Categories of Companies:
|Total Gross Assets||Net Turnover||Average number of employees||Condition|
|Small||Less than €4.000.000||Less than €8.000.000||Less than 50||As their balance sheet dates do not exceed the limits of at least two of the three criteria|
|Medium||Less than €20.000.000||Less than €40.000.000||Less than 250||Are not small companies and which as at their balance sheet dates do not exceed the limits of at least two of the three criteria|
|Large||More than €20.000.000||More than €40.000.000||More than 250||As at their balance sheet dates exceed at least two of the three criteria|
Cyprus Companies’ Law (“Basic Law”) was amended by the Law 97 (Ι) of 2016, as published in the official gazette of the Republic on 23 September 2016 (the “Amending Law”).
As per the amendments of Cyprus Companies Law, the exemption of the Law to prepare consolidated financial statements which applied to small groups has been extended to apply to Small and Medium-size groups (as these are defined below) except if:
- there is any affiliated company within the group which is a public-interest entity; or
- where the obligation to draw up consolidated financial statement is required by other legislations. (Article 142(1)(ε))

**Jobs**
A. Name each criterion the Cyprus company categories text uses to classify companies by size.
B. Using the Cyprus company categories text, answer these, one per line:
(i) What net turnover limit applies to a medium company?
(ii) Which law amended the Cyprus Companies' Law?
(iii) On what date was that amending law published in the official gazette?
C. Write a continuation of the Cyprus company law text, starting after its final sentence.

(Records from a point labeling set)
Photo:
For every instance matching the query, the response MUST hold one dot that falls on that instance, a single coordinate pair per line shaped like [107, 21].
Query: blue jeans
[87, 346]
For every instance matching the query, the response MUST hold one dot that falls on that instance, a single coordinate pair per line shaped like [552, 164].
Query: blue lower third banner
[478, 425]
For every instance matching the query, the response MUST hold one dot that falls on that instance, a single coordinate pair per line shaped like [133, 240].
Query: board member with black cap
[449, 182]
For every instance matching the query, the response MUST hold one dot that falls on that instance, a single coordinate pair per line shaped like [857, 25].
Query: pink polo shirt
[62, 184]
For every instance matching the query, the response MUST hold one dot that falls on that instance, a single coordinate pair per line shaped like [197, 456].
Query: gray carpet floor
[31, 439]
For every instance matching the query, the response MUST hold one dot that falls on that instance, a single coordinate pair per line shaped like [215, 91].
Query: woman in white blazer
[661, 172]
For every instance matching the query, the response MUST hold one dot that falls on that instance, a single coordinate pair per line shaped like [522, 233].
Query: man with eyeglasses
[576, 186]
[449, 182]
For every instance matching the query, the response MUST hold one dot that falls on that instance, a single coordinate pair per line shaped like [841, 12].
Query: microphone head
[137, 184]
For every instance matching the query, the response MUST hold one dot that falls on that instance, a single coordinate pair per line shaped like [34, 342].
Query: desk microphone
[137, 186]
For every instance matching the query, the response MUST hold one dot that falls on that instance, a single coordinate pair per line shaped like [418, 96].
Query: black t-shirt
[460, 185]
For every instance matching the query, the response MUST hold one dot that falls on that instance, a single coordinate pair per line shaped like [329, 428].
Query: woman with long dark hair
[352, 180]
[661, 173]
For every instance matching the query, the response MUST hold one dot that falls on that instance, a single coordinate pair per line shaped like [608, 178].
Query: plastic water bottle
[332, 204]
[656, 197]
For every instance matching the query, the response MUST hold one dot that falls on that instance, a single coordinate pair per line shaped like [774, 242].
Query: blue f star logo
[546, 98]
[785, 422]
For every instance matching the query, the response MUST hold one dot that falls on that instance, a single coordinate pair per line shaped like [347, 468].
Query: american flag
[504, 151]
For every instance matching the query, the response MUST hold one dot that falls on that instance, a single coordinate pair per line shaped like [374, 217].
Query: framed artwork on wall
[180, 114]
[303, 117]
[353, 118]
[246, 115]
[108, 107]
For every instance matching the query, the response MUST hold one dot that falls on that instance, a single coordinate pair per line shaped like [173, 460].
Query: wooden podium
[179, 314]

---

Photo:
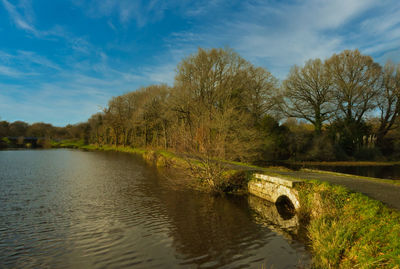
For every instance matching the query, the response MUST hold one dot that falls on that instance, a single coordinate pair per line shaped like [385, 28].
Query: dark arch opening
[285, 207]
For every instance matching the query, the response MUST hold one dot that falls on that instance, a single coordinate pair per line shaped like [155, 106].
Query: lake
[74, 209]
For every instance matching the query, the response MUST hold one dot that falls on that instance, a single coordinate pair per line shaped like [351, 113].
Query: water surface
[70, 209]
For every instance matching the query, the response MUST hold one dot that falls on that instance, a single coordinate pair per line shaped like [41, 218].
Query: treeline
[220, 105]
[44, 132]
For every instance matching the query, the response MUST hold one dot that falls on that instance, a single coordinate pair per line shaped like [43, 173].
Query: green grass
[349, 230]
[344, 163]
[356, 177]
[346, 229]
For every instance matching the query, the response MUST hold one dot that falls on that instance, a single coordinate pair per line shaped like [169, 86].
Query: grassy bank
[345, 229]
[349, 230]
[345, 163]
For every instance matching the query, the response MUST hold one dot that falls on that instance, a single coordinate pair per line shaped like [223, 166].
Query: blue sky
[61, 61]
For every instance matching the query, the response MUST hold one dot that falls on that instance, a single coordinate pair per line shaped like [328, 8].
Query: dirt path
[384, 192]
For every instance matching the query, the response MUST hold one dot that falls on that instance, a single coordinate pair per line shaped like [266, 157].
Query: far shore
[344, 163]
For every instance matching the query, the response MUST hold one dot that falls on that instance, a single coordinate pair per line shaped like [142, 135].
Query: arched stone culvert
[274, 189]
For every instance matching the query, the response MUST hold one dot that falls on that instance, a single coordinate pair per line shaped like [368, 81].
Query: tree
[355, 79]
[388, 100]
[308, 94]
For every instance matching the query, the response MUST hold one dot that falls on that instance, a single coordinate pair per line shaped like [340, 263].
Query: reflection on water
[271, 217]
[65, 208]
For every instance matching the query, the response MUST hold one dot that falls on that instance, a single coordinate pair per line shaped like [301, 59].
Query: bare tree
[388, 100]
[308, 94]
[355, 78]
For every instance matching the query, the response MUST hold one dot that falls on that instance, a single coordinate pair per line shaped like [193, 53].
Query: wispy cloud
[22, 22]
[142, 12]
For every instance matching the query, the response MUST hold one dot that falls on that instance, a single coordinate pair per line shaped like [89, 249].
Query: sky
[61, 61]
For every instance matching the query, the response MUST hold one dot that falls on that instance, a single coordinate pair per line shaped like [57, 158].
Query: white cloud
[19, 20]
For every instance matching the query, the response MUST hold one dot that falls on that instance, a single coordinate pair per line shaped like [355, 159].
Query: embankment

**Exercise results**
A.
Total Gross Assets
Net Turnover
Average number of employees

B.
(i) Less than €40.000.000
(ii) Law 97 (Ι) of 2016
(iii) 23 September 2016

C.
|Total Gross Assets||Net Turnover||Average number of employees||Condition|
|Small||Less than €4.000.000||Less than €8.000.000||Less than 50||On consolidated basis, do not exceed the limits of at least two of the three criteria as at the balance sheet date of the parent company|
|Medium||Less than €20.000.000||Less than €40.000.000||Less than 250||Groups which are not small groups, and which, on a consolidated basis, do not exceed the limits of at least two of the three criteria as at the balance sheet date of the parent company|
|Large||More than €20.000.000||More than €40.000.000||More than 250||Groups which on a consolidated basis, exceed the limits of at least two of the criteria as at the balance sheet date of the parent company|
Cyprus resident and non-resident Companies
A Company is considered as a tax resident of Cyprus if it is “managed and controlled” in Cyprus.
No clear definition of management and control is provided in the tax law itself, however, a Company that is managed and control from Cyprus is expected to have the majority of Directors residing in Cyprus and board meetings to be held in Cyprus.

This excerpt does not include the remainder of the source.